▶ _SOURCE TEXT_:
(NEW YORK) -- The international community has met its 10-year global target to increase the area of protected land on Earth, according to a new report.
"Great progress" has been made since 2010, with more than 42% of the current coverage added in the last decade -- with about 8.4 million square miles of land and about 10.8 million square miles of ocean, according to the biennial Protected Land Report released by the International Union for Conservation of Nature and the United Nations Environmental Program on Wednesday.
The goal aimed to bring important benefits to both biodiversity and people by 2020, including protecting at least 17% of land and inland waters and 10% of the marine environment.
However, the quality of the protection in both existing and new areas must continue to improve, especially as biodiversity continues to decline, even within many protected areas.
A third of key biodiversity areas still lack coverage, and less than 8% of land is both protected and connected, according to the report.
To be effective, protected and conserved areas need to include important places for biodiversity and also need to be better connected to each other to allow species to move and ecological processes to function.
The report also calls for existing protected and conserved areas to be identified and recognized by accounting for the efforts of indigenous peoples, local communities and private entities while also recognizing their rights and responsibilities.
And more needs to be done to manage protected and conserved areas equitably so that the costs of conservation are not dumped on the local people while the benefits are enjoyed by others, the report states.

▶ _WORK ITEM 1_: In the article on protected areas, what share of key biodiversity areas still lacks coverage?
▶ _WORK ITEM 2_: Quote the article on protected areas word for word, starting at "And more needs" and ending at "the report states.".

▶ _DATASET_:
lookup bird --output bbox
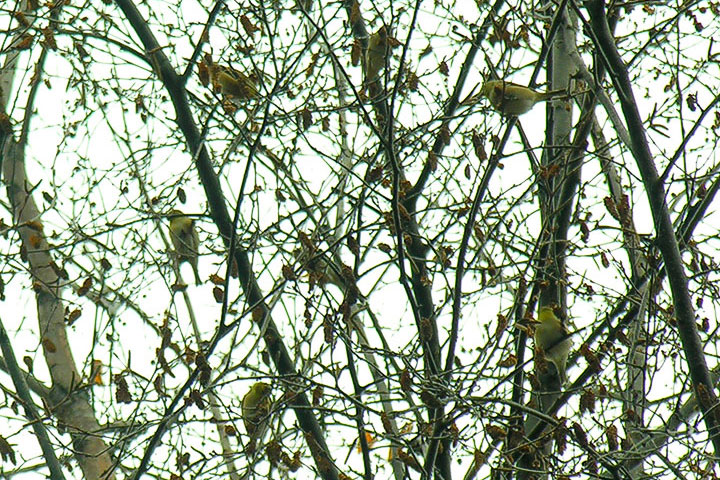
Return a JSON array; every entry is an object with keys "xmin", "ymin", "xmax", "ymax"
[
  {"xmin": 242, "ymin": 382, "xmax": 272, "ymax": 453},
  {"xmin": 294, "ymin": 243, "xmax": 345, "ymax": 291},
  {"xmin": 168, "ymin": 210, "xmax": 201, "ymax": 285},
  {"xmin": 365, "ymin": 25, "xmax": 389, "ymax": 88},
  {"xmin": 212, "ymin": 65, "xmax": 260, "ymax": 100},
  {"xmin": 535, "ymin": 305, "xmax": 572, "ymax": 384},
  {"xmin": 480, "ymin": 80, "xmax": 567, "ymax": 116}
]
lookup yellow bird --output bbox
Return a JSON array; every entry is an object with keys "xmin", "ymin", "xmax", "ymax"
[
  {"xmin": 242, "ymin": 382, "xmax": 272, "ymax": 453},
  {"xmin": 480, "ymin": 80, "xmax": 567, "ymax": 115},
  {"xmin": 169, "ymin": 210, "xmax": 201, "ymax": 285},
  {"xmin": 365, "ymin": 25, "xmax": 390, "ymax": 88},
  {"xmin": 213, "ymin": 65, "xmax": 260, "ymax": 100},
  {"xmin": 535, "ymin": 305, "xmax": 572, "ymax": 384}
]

* * *

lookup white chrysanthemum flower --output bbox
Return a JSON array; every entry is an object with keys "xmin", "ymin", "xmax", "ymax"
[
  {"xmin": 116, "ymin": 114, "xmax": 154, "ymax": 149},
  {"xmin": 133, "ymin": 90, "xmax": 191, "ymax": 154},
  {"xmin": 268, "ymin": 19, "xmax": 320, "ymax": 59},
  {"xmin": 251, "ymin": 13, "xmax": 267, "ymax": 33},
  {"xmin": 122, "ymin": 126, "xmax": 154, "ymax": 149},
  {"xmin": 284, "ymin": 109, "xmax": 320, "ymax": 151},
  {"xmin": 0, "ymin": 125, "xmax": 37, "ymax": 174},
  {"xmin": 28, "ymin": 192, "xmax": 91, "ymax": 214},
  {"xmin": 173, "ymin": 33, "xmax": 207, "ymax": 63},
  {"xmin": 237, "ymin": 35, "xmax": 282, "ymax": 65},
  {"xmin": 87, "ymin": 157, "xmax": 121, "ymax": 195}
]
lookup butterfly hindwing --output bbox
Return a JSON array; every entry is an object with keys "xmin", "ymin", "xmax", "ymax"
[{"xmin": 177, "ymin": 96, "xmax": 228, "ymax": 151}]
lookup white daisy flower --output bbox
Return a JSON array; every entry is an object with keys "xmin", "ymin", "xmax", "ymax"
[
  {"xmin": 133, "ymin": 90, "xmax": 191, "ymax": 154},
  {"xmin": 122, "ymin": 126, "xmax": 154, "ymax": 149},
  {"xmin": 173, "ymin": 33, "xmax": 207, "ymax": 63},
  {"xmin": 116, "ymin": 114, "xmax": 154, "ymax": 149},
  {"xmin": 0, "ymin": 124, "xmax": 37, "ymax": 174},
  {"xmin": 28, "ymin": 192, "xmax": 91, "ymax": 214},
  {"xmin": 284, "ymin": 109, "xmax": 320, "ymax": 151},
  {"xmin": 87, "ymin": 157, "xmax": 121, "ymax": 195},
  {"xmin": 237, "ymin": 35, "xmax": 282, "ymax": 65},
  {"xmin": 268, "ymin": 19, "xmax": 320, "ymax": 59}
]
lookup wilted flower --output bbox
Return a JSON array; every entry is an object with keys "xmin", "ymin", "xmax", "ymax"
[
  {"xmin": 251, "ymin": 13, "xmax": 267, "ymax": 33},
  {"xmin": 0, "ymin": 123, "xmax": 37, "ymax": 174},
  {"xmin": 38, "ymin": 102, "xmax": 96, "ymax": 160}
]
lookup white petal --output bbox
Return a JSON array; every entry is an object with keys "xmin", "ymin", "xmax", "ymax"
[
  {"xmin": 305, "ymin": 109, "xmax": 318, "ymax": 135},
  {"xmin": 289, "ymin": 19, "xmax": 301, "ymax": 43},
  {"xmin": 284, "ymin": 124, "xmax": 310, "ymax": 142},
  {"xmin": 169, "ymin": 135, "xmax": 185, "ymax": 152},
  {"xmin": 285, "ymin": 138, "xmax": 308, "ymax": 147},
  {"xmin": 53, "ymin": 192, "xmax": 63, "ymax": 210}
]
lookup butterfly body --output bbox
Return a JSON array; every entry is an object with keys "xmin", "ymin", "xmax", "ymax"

▶ _RESPONSE 1_: A third of key biodiversity areas still lack coverage.

▶ _RESPONSE 2_:
And more needs to be done to manage protected and conserved areas equitably so that the costs of conservation are not dumped on the local people while the benefits are enjoyed by others, the report states.